[begin Text block]

= Kiddush Hashem =

Sanctification of the Name, precept of Judaism

Kiddush HaShem (קידוש השם "sanctification of the Name") is a precept of Judaism. In rabbinic sources and modern parlance, it refers to private and communal conduct that reflects well, instead of poorly, on the Jewish people.

==Origins==
The phrase "sanctification of the Name" does not occur in the Hebrew Bible, but the instruction "to sanctify [God]" and the converse command "you shall not profane My holy name" is frequently expressed. Any action by a Jew that brings honor, respect, and glory to God is considered sanctification of His name. In contrast, any behavior or action that disgraces, harms or shames God's name and His Torah is regarded as a chillul Hashem "desecration of the Name". The term appears throughout early Rabbinic literature, including the Sifre Devarim, the Jerusalem Talmud, and the Babylonian Talmud, and its principle – acting in such a manner as to avoid the criticism of gentiles – is cited for halakhic rulings.

[end Text block]
[begin Supplied material]

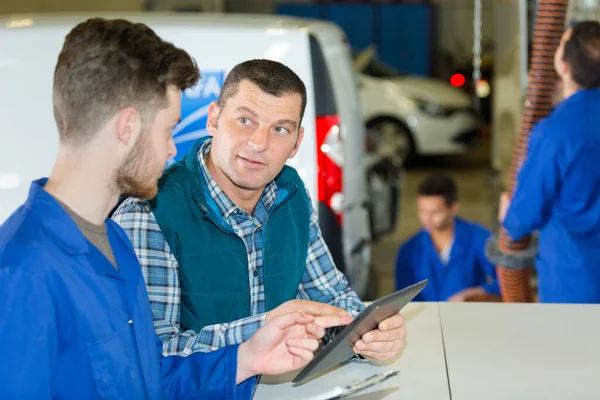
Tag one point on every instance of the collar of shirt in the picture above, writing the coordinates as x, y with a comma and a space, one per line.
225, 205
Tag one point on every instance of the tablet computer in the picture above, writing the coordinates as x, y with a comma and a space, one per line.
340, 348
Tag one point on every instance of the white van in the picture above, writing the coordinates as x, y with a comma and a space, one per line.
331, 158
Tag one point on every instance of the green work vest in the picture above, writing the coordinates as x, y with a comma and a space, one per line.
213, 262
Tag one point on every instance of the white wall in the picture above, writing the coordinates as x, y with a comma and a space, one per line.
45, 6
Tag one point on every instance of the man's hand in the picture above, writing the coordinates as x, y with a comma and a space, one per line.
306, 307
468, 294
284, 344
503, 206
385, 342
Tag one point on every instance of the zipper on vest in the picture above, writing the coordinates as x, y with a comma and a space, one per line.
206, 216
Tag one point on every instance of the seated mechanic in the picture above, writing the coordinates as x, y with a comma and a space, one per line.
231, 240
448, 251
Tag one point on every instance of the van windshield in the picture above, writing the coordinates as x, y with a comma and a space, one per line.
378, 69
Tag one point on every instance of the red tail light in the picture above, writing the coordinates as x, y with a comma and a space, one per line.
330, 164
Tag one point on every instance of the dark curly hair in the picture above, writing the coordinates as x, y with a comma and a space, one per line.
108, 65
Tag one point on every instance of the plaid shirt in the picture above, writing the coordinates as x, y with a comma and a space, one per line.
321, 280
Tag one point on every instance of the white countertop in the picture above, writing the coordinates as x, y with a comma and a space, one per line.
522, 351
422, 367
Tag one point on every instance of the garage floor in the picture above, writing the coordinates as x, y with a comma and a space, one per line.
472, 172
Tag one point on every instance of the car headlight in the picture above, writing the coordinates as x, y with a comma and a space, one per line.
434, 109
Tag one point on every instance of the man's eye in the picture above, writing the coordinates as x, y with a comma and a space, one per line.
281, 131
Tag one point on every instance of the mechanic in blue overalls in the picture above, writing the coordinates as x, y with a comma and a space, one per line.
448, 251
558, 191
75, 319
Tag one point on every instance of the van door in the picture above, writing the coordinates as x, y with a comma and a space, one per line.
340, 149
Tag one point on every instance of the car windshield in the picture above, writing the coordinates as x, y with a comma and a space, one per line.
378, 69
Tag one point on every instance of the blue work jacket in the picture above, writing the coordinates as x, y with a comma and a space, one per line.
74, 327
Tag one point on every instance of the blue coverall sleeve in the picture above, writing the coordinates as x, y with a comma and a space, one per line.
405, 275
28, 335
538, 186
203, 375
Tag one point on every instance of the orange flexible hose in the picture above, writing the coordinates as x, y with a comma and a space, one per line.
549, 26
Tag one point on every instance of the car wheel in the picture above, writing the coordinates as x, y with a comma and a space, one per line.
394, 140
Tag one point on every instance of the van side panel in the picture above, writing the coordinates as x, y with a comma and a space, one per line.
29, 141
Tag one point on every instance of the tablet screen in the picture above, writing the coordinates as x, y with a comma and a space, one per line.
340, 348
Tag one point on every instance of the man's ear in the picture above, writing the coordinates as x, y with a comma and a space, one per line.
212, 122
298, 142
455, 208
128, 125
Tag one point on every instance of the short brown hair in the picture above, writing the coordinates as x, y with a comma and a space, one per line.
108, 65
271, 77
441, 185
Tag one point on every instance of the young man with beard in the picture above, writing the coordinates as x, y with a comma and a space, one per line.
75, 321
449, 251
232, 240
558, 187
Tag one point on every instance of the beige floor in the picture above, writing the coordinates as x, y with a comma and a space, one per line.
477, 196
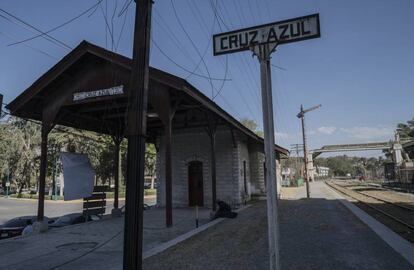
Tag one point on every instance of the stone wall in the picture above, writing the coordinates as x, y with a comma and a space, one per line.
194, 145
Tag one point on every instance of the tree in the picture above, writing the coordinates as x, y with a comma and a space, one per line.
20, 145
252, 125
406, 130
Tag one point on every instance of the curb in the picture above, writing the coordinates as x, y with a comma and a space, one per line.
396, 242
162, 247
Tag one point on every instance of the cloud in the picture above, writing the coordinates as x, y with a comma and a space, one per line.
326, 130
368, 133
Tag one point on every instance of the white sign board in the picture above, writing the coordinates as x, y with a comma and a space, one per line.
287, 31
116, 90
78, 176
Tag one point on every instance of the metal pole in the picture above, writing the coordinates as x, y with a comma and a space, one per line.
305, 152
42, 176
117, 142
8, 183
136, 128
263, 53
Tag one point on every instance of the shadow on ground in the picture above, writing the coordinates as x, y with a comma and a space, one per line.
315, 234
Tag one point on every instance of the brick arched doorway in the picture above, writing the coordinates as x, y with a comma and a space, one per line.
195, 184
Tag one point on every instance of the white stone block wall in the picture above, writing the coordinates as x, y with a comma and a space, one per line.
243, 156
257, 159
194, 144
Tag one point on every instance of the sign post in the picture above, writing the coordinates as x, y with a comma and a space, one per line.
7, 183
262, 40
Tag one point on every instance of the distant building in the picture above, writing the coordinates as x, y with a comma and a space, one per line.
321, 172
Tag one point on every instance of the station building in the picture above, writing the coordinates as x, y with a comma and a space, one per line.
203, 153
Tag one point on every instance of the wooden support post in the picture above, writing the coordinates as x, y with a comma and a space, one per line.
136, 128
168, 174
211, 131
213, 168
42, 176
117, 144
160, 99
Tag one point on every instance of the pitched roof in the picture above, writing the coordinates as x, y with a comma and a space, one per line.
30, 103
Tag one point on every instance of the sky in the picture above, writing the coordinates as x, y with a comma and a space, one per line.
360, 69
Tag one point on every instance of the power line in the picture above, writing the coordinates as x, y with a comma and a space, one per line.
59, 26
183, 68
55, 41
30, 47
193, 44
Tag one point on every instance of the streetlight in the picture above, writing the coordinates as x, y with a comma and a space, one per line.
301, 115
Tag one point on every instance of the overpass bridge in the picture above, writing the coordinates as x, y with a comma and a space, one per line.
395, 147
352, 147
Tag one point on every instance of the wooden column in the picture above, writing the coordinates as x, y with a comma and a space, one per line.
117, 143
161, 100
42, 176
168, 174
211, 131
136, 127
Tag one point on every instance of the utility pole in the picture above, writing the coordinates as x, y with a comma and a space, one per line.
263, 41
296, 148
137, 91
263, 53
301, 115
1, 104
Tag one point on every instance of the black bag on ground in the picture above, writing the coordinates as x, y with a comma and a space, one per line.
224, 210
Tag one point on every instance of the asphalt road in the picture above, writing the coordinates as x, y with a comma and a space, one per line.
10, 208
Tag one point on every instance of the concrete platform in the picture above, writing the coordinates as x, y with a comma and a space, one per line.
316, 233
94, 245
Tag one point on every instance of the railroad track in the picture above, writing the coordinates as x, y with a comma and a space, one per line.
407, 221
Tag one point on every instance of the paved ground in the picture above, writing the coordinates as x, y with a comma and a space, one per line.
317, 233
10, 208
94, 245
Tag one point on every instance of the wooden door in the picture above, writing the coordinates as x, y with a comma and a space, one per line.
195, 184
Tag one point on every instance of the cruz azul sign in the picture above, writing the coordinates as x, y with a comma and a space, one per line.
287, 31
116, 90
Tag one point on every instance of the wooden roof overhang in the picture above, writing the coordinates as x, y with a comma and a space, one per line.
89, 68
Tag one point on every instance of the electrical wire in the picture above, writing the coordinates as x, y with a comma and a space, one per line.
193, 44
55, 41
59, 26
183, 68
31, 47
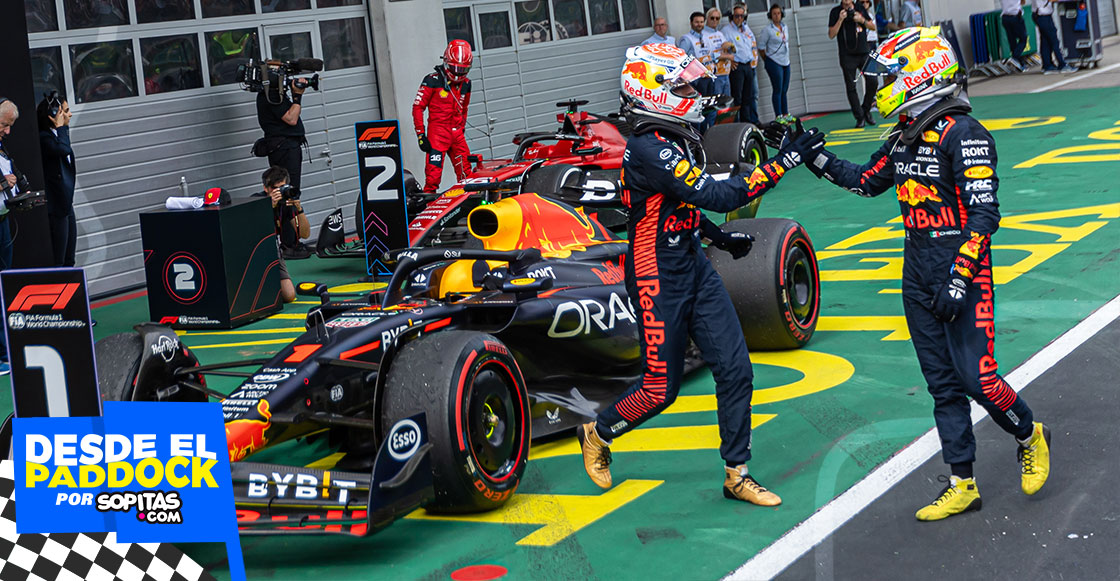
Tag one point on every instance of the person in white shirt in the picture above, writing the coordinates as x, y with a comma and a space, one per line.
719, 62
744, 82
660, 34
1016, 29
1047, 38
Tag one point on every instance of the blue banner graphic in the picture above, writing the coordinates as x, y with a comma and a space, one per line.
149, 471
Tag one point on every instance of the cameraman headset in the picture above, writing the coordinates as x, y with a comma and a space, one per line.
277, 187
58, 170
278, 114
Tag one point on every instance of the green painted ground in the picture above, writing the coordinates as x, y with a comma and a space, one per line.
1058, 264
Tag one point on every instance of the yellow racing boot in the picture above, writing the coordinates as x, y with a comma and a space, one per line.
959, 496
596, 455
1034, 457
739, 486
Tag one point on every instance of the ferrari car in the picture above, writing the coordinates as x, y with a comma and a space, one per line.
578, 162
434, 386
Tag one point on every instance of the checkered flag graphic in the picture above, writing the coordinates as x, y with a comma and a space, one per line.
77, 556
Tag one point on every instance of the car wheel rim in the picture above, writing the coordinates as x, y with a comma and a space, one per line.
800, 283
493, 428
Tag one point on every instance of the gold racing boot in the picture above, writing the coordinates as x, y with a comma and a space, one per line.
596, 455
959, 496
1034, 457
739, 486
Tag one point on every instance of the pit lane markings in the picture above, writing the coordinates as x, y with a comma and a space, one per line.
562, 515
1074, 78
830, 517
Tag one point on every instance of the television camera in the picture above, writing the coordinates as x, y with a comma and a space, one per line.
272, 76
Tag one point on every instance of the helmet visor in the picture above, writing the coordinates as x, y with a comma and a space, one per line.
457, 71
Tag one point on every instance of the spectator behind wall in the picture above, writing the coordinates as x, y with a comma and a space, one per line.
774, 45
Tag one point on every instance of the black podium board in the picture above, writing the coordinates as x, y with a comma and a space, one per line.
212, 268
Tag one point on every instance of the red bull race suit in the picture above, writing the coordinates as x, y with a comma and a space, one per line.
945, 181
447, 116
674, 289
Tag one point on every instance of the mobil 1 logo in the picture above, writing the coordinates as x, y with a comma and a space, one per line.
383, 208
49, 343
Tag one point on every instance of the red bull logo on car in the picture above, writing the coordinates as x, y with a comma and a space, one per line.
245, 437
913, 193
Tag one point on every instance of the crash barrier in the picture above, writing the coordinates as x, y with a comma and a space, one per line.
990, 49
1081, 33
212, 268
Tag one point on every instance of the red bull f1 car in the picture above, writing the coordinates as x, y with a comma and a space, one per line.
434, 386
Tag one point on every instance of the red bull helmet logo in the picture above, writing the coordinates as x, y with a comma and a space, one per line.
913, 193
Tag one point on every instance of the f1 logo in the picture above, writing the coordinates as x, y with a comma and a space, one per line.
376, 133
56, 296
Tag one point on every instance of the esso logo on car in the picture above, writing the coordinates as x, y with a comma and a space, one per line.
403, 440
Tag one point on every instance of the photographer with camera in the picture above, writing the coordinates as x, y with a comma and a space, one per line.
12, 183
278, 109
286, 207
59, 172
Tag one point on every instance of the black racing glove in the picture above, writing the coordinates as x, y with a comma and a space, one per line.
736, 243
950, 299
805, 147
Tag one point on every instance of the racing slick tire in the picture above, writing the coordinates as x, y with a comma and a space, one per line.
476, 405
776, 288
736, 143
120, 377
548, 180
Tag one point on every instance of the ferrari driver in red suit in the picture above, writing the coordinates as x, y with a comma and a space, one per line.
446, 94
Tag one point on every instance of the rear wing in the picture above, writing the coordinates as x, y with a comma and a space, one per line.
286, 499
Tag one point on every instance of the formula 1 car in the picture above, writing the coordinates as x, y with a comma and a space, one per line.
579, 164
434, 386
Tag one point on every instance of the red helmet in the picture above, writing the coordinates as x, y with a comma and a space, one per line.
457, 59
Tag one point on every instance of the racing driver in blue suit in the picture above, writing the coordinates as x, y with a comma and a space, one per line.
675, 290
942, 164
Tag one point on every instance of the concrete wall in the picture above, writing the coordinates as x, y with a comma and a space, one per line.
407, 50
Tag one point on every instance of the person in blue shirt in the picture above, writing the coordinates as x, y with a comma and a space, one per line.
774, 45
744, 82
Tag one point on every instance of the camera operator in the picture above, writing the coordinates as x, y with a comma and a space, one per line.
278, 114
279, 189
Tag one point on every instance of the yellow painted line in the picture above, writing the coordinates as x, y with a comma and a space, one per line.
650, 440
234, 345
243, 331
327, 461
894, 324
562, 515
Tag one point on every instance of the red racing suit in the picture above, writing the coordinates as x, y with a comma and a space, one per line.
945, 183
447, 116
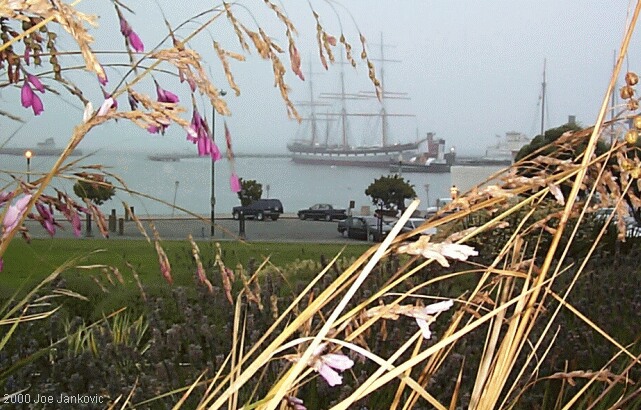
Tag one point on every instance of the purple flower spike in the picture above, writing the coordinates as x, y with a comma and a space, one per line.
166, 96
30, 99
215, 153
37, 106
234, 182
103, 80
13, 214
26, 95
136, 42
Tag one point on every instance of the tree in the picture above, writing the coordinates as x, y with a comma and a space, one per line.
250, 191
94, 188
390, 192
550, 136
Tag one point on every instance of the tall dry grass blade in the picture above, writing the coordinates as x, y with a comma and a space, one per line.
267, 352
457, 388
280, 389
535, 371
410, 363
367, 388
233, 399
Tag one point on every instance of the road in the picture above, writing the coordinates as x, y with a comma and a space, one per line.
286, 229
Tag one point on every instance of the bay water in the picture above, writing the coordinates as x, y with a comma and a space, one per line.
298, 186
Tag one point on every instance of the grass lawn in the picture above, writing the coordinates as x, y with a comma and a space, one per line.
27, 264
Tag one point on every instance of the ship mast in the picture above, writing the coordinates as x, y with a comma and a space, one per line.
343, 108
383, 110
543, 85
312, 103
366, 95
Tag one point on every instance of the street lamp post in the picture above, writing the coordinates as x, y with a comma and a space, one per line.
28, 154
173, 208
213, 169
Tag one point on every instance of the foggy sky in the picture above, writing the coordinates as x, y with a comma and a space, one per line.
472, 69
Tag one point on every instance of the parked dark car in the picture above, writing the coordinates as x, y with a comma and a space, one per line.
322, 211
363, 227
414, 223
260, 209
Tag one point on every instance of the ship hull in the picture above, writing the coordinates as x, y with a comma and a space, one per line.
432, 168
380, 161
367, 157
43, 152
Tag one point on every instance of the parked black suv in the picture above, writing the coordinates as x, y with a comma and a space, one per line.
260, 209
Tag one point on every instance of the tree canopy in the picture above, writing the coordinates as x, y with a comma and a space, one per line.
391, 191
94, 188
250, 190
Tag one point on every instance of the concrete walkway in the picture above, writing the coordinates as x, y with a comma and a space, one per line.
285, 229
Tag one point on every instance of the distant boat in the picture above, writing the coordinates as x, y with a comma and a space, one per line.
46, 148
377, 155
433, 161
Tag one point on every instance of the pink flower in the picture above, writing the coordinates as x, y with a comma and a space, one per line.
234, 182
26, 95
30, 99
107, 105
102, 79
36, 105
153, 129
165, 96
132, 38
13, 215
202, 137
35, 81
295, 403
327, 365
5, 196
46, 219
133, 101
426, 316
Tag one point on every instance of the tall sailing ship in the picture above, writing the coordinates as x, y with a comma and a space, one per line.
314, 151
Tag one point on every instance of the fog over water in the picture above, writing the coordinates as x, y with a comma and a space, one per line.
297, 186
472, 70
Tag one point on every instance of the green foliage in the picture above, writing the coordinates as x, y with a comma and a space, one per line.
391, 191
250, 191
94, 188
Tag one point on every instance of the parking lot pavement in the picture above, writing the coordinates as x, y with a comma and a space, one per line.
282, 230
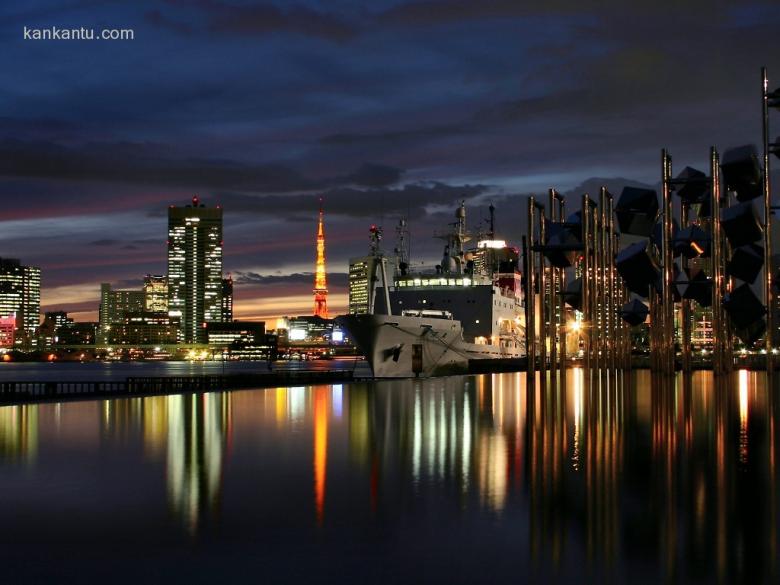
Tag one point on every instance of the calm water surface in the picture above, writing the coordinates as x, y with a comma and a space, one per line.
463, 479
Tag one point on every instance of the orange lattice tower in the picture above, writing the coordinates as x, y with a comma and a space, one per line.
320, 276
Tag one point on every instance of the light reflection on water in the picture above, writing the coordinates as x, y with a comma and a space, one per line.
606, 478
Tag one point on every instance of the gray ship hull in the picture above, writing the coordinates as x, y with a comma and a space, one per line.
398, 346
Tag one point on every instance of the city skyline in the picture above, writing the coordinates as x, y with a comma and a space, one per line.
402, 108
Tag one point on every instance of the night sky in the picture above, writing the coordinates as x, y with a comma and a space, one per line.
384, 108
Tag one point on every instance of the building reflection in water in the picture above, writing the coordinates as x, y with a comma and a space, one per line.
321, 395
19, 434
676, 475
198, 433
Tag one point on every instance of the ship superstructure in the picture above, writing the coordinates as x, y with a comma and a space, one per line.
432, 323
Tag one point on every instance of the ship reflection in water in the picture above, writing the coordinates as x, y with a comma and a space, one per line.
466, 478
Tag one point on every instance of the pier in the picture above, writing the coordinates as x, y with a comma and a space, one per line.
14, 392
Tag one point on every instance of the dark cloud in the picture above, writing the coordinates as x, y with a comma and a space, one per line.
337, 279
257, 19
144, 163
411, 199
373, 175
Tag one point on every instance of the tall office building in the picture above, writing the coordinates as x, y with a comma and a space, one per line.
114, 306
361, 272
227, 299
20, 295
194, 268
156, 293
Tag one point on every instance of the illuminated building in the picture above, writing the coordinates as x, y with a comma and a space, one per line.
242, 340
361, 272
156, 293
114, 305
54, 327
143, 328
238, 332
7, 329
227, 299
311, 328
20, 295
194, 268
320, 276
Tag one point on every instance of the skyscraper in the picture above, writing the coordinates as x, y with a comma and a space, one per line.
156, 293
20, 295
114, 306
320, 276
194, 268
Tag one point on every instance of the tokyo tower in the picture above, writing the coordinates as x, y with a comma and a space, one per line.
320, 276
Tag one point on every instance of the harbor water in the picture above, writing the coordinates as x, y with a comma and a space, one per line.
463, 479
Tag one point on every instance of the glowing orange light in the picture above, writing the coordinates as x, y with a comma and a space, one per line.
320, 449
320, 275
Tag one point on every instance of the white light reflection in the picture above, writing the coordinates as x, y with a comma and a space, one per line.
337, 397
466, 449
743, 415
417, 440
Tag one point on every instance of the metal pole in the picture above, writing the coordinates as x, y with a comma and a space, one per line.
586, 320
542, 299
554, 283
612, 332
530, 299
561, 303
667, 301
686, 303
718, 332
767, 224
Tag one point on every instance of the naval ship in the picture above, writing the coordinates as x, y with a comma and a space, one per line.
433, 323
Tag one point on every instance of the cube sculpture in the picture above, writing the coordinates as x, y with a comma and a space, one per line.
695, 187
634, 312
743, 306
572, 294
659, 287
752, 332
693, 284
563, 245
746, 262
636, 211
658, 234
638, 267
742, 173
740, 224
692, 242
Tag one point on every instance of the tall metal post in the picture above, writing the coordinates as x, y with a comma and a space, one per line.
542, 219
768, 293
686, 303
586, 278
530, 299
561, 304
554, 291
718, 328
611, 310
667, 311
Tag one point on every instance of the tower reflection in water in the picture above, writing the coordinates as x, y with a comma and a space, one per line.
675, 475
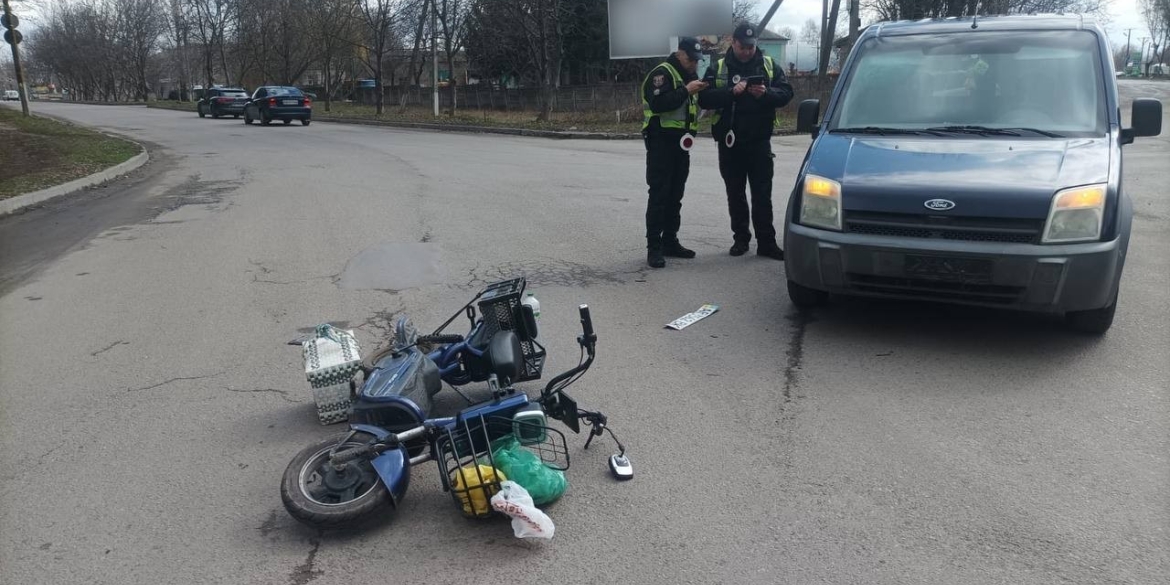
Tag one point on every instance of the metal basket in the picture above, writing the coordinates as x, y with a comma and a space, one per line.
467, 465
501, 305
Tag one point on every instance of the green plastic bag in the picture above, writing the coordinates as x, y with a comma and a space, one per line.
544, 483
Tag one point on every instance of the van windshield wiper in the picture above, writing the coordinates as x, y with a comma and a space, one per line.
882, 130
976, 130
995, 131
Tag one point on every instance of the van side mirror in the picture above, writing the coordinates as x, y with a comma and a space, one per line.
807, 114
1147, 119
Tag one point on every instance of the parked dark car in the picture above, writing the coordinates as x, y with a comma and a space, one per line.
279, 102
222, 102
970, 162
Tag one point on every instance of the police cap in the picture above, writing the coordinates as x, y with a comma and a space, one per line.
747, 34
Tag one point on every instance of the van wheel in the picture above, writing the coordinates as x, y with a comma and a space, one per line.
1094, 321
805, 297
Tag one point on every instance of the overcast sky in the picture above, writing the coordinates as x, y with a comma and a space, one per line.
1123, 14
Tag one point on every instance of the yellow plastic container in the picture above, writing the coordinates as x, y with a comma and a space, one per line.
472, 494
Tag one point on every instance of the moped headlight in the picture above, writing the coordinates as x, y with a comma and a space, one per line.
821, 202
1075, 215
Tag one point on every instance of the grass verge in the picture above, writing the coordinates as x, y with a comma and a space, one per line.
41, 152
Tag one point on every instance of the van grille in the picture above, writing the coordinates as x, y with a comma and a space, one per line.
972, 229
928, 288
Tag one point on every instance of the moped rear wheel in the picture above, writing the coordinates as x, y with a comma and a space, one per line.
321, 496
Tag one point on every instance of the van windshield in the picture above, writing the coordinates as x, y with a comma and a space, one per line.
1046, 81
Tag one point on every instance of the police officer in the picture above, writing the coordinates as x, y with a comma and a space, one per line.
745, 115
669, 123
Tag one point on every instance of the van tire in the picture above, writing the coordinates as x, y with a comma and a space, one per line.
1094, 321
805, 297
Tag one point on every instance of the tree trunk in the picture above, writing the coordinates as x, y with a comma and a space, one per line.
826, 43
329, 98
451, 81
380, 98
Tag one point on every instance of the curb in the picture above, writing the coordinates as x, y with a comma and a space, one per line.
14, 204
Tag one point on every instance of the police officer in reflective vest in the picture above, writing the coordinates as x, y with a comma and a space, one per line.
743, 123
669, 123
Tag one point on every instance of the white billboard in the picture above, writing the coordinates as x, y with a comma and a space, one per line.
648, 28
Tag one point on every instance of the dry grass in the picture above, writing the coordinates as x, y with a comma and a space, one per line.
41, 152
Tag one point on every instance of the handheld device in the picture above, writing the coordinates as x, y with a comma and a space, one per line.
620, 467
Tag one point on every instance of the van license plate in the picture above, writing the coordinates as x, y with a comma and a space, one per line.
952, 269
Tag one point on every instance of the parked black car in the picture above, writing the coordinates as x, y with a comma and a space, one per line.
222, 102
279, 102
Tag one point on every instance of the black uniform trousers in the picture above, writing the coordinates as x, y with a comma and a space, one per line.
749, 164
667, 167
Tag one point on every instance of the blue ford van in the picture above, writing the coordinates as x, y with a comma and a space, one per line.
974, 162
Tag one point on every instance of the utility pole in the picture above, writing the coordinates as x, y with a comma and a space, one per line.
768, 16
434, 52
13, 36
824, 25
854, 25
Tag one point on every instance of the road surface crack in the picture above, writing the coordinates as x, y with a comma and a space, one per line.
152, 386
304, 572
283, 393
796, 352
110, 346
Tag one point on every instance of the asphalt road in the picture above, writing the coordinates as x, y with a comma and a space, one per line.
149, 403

[end Supplied material]

_What is asked:_ Reproduce verbatim the passage of the text on Kiddush Hashem that begins with the words containing "Kiddush HaShem (קידוש" and ends with "the Jewish people.".

_Task output:_
Kiddush HaShem (קידוש השם "sanctification of the Name") is a precept of Judaism. In rabbinic sources and modern parlance, it refers to private and communal conduct that reflects well, instead of poorly, on the Jewish people.